Records from a dataset
--- --- ---

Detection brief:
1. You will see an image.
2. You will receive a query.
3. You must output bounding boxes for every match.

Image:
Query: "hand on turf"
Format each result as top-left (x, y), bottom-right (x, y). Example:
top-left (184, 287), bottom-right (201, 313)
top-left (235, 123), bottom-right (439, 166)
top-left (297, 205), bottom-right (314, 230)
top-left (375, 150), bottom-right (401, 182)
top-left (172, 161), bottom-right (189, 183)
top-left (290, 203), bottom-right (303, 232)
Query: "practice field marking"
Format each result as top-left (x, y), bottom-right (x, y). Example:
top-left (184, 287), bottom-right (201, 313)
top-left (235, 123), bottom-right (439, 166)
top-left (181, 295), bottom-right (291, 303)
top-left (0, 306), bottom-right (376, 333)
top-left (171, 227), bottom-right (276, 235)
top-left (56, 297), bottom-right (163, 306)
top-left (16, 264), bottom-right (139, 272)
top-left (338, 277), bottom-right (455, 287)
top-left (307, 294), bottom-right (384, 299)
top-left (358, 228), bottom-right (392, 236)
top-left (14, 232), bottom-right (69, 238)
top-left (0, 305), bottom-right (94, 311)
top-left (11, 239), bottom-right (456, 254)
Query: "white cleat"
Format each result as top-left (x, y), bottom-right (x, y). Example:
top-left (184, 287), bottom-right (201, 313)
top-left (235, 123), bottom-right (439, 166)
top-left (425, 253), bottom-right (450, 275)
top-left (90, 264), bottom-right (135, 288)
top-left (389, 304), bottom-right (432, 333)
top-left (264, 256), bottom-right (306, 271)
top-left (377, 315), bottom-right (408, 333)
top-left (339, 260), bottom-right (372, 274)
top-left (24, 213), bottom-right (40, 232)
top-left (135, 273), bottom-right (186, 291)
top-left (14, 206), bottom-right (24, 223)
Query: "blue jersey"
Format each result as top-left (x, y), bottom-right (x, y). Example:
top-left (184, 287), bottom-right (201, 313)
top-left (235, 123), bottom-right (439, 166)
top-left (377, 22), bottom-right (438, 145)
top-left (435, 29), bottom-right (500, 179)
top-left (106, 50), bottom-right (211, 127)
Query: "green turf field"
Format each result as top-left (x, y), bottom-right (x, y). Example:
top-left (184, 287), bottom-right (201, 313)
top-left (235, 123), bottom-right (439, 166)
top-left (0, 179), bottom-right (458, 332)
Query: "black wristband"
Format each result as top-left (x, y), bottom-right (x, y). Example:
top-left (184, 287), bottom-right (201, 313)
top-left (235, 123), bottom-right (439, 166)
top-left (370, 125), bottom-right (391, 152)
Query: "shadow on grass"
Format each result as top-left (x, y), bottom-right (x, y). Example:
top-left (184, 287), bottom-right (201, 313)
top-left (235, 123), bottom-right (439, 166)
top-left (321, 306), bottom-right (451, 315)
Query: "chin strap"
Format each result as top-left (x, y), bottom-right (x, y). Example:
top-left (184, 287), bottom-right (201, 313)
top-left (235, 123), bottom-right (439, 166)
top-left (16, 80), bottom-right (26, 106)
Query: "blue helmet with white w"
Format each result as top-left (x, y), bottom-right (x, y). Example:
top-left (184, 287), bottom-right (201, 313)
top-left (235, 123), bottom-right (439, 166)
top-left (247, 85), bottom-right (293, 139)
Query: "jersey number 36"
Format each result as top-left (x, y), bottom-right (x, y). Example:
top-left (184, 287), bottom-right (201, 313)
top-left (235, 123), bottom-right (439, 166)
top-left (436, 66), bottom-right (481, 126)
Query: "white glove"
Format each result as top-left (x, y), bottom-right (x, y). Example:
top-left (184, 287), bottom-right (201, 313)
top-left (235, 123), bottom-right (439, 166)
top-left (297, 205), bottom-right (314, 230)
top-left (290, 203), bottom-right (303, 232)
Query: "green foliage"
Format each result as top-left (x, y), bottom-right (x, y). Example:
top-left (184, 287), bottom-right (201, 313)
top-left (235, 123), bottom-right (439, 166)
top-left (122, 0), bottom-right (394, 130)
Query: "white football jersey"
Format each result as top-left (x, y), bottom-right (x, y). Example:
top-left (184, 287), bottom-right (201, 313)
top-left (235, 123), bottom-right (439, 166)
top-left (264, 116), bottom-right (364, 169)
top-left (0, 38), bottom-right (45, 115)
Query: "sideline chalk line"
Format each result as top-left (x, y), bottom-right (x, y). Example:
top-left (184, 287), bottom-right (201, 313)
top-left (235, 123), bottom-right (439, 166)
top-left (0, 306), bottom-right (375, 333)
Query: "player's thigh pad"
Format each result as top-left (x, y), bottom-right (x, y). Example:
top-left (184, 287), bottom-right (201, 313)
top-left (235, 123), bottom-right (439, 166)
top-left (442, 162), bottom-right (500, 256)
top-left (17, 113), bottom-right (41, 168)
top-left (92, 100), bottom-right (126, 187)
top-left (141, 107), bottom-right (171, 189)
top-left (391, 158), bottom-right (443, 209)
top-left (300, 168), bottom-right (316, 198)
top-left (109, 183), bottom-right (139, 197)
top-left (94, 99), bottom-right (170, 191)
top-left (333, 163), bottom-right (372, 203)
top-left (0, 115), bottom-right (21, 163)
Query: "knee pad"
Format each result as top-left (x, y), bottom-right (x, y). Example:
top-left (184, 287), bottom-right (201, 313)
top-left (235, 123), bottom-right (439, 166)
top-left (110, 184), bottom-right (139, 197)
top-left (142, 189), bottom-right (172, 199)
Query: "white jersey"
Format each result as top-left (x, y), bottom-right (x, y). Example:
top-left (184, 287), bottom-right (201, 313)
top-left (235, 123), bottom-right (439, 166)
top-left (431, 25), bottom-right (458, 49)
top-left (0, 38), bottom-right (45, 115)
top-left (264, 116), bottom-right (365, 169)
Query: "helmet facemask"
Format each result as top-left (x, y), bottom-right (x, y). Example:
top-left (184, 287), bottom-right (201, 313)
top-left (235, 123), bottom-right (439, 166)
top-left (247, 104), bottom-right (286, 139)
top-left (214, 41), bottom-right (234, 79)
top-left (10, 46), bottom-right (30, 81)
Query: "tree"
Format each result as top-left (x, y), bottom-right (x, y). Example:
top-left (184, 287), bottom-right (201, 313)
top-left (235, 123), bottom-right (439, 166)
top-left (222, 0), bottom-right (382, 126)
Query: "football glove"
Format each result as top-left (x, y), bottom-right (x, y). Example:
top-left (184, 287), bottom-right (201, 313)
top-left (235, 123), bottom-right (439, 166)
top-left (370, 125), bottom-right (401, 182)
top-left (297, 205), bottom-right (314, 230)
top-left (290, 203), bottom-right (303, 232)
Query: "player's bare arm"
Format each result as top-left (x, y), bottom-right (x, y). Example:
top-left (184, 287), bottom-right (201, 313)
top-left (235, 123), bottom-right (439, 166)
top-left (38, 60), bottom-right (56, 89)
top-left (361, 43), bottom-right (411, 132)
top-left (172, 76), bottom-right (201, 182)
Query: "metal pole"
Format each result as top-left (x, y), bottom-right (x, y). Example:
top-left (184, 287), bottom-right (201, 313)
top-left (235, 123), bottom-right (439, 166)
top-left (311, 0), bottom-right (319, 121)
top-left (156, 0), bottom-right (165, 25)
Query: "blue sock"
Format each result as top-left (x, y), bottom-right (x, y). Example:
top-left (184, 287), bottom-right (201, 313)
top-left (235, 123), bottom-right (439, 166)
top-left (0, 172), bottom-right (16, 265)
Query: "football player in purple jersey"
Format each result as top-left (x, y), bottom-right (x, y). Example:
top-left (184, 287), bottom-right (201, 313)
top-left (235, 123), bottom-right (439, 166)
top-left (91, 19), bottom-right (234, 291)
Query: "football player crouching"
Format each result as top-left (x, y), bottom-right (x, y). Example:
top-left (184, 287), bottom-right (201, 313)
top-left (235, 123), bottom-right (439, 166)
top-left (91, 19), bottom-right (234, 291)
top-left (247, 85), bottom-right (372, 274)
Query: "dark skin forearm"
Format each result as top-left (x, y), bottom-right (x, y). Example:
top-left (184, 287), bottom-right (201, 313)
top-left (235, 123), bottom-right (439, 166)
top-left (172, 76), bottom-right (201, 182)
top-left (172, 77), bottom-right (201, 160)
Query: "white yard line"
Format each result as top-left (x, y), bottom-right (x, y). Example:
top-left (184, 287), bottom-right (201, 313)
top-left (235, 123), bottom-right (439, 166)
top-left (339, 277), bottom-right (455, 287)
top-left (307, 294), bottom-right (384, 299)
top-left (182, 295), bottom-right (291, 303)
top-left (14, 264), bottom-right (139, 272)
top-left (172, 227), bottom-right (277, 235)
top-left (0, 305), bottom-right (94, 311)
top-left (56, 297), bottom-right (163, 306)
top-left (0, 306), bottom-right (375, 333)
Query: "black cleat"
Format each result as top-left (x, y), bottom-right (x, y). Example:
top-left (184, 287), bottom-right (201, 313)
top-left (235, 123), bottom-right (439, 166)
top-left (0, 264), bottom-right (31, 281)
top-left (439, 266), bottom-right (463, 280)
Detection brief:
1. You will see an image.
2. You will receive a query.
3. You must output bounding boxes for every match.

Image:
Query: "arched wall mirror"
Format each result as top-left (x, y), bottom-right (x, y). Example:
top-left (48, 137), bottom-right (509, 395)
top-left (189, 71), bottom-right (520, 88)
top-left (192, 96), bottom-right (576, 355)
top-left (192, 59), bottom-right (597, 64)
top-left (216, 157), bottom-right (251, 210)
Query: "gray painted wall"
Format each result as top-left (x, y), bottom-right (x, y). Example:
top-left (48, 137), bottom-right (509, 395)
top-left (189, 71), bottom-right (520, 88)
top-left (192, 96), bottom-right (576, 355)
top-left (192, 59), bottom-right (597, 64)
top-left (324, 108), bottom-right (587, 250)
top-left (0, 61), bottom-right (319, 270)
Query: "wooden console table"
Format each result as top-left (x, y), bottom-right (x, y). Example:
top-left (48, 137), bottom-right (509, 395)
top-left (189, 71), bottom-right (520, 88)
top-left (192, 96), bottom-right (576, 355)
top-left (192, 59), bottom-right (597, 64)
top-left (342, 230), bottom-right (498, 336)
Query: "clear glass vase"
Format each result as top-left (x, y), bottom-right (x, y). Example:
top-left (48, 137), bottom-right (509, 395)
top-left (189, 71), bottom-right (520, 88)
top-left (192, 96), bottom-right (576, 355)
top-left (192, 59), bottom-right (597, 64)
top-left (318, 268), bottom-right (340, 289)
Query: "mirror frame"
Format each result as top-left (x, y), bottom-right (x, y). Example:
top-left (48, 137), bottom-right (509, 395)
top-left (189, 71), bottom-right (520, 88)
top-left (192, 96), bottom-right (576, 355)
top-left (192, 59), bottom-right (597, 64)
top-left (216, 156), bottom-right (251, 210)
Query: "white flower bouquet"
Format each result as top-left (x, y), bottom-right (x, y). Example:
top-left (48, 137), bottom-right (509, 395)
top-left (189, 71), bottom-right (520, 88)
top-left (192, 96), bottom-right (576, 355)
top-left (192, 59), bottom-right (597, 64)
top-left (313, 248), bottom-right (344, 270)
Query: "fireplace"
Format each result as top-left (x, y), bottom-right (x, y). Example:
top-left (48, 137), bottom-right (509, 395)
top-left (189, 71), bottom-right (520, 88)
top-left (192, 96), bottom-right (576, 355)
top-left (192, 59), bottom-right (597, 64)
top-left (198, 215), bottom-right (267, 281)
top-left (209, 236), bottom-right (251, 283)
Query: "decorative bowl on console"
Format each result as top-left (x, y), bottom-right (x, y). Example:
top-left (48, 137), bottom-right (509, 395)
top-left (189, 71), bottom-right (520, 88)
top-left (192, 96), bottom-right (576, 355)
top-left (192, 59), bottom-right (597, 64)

--- --- ---

SHORT EXERCISE:
Count the lines in the records above that contain the word "console" and give only that number.

SOLUTION:
2